=== Task instructions ===
Please rewrite only the records from the line with "Exercise. Point out the manicured" to the line with "point(899, 383)", both ends included and requests kept, shifting every coordinate in the answers up by 22.

=== Data extract ===

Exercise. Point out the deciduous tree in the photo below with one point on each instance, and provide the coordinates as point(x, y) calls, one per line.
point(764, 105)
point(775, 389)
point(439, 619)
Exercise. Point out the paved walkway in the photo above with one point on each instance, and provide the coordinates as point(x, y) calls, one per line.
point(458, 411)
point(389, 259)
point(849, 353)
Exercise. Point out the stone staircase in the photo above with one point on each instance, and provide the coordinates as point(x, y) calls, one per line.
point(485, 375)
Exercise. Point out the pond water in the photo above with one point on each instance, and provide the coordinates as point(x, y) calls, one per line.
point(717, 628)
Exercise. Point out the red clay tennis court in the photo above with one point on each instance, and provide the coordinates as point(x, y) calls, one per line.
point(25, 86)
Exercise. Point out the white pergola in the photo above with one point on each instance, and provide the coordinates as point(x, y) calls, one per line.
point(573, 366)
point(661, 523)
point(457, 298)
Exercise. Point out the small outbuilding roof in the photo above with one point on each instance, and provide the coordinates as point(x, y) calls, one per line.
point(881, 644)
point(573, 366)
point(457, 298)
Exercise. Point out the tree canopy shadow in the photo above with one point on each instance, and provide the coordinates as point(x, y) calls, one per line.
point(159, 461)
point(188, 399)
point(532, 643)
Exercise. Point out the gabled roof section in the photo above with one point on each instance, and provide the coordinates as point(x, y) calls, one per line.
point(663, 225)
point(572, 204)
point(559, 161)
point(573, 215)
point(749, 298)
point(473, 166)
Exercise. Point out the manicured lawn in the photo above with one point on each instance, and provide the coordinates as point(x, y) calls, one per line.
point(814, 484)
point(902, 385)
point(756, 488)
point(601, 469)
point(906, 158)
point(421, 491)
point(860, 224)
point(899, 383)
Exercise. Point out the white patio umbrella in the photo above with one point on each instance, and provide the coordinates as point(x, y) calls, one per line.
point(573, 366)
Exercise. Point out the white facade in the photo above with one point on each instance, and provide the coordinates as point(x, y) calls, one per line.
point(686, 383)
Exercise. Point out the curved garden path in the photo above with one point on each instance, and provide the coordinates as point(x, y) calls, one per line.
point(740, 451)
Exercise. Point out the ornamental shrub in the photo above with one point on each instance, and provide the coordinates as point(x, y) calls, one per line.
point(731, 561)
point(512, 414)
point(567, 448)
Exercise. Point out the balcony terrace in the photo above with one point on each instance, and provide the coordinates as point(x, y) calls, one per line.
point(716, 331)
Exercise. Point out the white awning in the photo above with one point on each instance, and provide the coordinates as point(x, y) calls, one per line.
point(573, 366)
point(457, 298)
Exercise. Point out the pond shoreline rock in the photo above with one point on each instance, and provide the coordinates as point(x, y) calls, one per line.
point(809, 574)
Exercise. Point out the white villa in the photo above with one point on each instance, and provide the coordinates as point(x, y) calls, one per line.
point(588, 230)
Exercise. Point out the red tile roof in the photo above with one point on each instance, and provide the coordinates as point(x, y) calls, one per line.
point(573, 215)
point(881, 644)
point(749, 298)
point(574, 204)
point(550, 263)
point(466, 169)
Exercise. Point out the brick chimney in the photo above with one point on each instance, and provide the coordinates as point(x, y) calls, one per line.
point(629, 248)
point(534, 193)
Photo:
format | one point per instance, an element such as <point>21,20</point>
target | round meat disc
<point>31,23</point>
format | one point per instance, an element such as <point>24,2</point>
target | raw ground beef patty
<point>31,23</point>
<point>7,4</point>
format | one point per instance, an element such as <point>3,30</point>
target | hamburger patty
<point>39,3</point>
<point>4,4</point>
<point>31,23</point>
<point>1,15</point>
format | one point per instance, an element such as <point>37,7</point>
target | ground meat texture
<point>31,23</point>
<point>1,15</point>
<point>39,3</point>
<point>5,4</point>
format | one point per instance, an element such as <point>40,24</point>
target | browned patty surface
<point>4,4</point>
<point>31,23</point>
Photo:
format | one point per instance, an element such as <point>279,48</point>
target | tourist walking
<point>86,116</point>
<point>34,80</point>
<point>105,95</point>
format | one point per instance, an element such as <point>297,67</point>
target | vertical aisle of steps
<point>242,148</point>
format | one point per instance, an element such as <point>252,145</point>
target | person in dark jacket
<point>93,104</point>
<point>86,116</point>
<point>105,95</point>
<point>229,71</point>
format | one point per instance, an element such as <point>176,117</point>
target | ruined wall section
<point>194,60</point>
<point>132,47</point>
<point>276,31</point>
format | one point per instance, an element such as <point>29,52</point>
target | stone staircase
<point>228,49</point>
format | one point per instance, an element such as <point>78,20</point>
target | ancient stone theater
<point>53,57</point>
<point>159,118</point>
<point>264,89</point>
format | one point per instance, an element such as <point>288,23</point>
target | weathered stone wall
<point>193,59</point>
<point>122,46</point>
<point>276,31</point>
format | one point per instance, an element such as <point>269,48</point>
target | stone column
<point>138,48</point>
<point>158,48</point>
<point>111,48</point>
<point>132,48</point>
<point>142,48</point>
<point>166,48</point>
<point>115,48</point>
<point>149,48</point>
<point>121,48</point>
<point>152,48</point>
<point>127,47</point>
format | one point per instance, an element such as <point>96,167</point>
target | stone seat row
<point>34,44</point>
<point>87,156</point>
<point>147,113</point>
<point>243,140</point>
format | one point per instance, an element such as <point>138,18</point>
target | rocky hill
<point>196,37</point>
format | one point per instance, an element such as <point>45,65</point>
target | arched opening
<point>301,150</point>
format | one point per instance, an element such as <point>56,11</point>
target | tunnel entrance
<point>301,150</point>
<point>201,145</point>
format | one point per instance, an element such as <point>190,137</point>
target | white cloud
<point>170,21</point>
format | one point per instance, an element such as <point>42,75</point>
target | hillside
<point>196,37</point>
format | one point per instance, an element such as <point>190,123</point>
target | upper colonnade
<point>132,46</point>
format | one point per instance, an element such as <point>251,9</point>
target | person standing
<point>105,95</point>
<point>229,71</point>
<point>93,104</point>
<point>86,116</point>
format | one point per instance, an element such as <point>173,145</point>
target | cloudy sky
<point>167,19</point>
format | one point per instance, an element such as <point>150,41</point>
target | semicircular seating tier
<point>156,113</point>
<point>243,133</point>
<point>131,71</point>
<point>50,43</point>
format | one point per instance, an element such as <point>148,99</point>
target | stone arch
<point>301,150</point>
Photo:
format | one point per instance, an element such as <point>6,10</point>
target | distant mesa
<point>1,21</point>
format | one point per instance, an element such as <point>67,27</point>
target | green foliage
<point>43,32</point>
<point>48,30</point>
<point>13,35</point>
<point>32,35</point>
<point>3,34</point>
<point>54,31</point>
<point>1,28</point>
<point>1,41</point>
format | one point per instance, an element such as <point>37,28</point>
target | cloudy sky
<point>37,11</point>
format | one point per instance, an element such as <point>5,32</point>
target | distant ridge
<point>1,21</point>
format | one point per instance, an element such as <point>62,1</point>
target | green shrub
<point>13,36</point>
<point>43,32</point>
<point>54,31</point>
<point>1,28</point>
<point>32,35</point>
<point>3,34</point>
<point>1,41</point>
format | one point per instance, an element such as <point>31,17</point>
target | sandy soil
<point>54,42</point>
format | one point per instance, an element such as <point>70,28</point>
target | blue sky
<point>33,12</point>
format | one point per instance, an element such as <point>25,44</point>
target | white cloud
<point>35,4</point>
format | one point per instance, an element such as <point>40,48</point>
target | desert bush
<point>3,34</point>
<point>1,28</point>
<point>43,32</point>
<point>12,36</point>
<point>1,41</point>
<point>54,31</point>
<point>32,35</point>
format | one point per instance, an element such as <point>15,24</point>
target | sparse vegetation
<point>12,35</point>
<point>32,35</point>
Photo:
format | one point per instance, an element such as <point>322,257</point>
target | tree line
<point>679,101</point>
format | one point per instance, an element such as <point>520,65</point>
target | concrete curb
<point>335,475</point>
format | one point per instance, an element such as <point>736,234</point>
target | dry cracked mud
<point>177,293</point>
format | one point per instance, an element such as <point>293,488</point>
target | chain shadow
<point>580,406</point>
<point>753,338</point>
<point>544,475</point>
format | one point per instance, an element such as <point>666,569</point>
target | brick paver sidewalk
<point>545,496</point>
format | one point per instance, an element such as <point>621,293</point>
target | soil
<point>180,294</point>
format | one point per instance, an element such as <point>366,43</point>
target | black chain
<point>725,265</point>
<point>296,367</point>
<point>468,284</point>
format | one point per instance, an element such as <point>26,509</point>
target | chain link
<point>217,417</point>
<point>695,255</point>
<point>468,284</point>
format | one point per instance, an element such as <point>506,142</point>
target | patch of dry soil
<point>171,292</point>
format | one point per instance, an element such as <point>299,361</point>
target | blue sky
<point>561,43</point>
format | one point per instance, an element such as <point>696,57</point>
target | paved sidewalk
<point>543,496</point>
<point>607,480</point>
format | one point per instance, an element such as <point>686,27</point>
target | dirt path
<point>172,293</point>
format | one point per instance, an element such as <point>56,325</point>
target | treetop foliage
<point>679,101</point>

=== Worked answer ===
Exercise. Point out the manicured lawn in the photo above with one point on each instance, and provide the coordinates as point(x, y) calls, one per line.
point(836, 506)
point(924, 407)
point(778, 510)
point(623, 491)
point(928, 180)
point(443, 513)
point(882, 246)
point(921, 405)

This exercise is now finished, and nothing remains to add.